# SET TASK
Extract the data below line by line, reproducing every line without alteration.

########################################

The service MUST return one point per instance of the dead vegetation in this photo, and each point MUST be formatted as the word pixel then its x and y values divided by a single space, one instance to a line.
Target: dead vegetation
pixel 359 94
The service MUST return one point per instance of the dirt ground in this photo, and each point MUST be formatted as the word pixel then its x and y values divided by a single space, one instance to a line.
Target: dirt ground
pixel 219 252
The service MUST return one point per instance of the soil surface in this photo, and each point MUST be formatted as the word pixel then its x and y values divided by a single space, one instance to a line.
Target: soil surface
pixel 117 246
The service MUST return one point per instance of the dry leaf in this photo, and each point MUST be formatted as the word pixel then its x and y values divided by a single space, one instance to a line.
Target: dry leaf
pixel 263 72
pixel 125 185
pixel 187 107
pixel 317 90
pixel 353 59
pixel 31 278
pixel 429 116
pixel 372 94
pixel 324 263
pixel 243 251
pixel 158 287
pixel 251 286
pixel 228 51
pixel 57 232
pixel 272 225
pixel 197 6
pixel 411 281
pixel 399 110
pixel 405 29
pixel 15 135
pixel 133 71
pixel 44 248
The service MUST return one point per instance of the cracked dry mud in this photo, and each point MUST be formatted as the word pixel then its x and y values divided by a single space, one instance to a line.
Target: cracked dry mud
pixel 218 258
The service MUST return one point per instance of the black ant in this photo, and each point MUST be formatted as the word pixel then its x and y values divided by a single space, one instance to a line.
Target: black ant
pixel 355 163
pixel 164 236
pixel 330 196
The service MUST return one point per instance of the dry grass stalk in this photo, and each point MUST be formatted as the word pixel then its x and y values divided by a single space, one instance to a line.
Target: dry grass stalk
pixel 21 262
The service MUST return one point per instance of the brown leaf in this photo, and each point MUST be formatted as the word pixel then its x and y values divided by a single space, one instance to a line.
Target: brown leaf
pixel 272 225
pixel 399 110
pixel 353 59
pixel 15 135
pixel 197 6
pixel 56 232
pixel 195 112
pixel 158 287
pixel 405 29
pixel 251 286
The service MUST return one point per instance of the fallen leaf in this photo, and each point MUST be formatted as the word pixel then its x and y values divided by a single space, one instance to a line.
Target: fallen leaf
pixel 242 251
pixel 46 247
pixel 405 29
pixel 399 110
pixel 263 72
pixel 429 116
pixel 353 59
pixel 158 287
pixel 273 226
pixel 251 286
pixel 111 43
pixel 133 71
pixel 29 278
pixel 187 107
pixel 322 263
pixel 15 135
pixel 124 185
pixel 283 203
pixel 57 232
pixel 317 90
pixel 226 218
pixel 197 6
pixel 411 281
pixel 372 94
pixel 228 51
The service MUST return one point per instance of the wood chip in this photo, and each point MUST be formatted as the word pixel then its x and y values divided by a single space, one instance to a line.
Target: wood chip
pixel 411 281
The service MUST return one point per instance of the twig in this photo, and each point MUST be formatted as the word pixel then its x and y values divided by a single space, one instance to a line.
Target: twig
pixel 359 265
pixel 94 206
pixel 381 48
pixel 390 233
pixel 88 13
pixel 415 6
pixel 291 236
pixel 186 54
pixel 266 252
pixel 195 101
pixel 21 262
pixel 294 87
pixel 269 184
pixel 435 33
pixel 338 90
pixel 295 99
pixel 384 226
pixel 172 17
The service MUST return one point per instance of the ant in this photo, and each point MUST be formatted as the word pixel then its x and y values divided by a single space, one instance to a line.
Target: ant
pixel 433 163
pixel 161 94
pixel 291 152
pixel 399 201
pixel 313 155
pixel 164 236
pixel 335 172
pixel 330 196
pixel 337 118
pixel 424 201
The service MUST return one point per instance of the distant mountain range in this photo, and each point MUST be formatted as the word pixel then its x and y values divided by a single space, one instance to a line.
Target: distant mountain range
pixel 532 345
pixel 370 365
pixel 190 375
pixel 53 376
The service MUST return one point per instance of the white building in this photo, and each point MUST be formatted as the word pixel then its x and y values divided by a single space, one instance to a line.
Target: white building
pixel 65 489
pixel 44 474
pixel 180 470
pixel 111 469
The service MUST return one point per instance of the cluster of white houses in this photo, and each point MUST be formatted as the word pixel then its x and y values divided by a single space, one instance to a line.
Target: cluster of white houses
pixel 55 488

########################################

# CORRECT RESULT
The service MUST return one point per instance of the dead vegetation in this photo, and each point MUST be formatted as the word pixel then its x and y values divided by a single space, one instance to a line.
Target: dead vegetation
pixel 359 94
The service MUST return one point per instance of the dirt ground in this photo, and each point MUST be formatted as the word pixel then its x and y values divided by a single space, one instance to a line.
Target: dirt ground
pixel 219 252
The service MUST return one point per instance of the soil surface in this photo, and each point MUST be formatted as the word pixel then its x and y values divided by a single space, one instance to a line.
Target: soil surface
pixel 117 246
The service MUST return one point per instance of the dry leaf in this photo, and each point MUST be formatted as the word pixel then its x and y values divided by a single space, one instance to a line.
Target: dry leaf
pixel 263 72
pixel 125 185
pixel 187 107
pixel 317 90
pixel 353 59
pixel 31 278
pixel 429 116
pixel 372 94
pixel 324 263
pixel 243 251
pixel 158 287
pixel 251 286
pixel 228 51
pixel 57 232
pixel 272 225
pixel 197 6
pixel 411 281
pixel 399 110
pixel 405 29
pixel 15 135
pixel 133 71
pixel 44 248
The service MUST return one point per instance of the cracked dry mud in this photo, and each point MUST be formatted as the word pixel then its x and y values divided by a single space, one instance to a line.
Target: cracked dry mud
pixel 218 258
The service MUST return one point per instance of the black ant in this photo, and each point MUST be formatted as the word pixel then its x and y values divided by a single space, one instance to a line.
Target: black ant
pixel 355 163
pixel 164 236
pixel 330 196
The service MUST return one point per instance of the dry grass stalk in this photo, and each point MUST be formatted as the word pixel then its x and y values divided by a single space, one instance to a line.
Target: dry grass stalk
pixel 21 262
The service MUST return one point per instance of the brown leaf in this photo, and each point MUST be formatted as the word pixel then its x and y values divided by a single space, one instance to a line.
Target: brown leaf
pixel 272 225
pixel 399 110
pixel 353 59
pixel 15 135
pixel 197 6
pixel 56 232
pixel 195 112
pixel 158 287
pixel 405 29
pixel 251 286
The service MUST return one point per instance of the fallen leaf in this photo, and each point MUST be formatted as the word pixel then its x and y values divided by a single space, one instance to a line.
Target: fallen leaf
pixel 242 251
pixel 46 247
pixel 405 29
pixel 399 110
pixel 263 72
pixel 429 116
pixel 353 59
pixel 158 287
pixel 273 226
pixel 251 286
pixel 111 43
pixel 133 71
pixel 29 278
pixel 187 107
pixel 322 263
pixel 15 135
pixel 124 185
pixel 283 203
pixel 57 232
pixel 317 90
pixel 226 218
pixel 197 6
pixel 411 281
pixel 372 94
pixel 228 51
The service MUST return one point per instance of the wood chip in this photo, and each point MUST be formatted as the word pixel then its x and y values divided by a single space, one instance to a line.
Target: wood chip
pixel 411 281
The service MUST return one point per instance of the twig in this photo, and each point MUST be formatted as the word pixel then its x and y values divided by a single space, one instance to a line.
Target: twig
pixel 359 265
pixel 94 206
pixel 381 48
pixel 390 233
pixel 88 13
pixel 415 6
pixel 291 236
pixel 186 54
pixel 266 252
pixel 195 101
pixel 21 262
pixel 294 87
pixel 269 184
pixel 435 33
pixel 338 90
pixel 295 99
pixel 384 226
pixel 172 17
The service MUST return one point per instance of the ant in this photo, and each point MUST be formatted as the word pixel then its x and y values divided by a single space, one instance to a line.
Target: ant
pixel 433 163
pixel 161 94
pixel 291 152
pixel 399 201
pixel 313 155
pixel 164 236
pixel 335 172
pixel 330 196
pixel 337 118
pixel 424 201
The service MUST return one point per instance of the distant mountain range in this photo, and each point MUST be formatted as the word pixel then its x and y values divided by a single space, one instance to a line.
Target: distant mountain range
pixel 532 345
pixel 370 365
pixel 190 375
pixel 53 376
The service MUST return one point per instance of the white building in this photo, and each point MUST be formatted as the word pixel then its x and y values divided by a single space, one instance to a line.
Target: white building
pixel 65 489
pixel 44 474
pixel 180 470
pixel 111 469
The service MUST return one point per instance of the cluster of white houses in this photo, and each point MUST be formatted as the word pixel then its x and y values divided by a single space, one instance to a line.
Target: cluster of white houses
pixel 55 488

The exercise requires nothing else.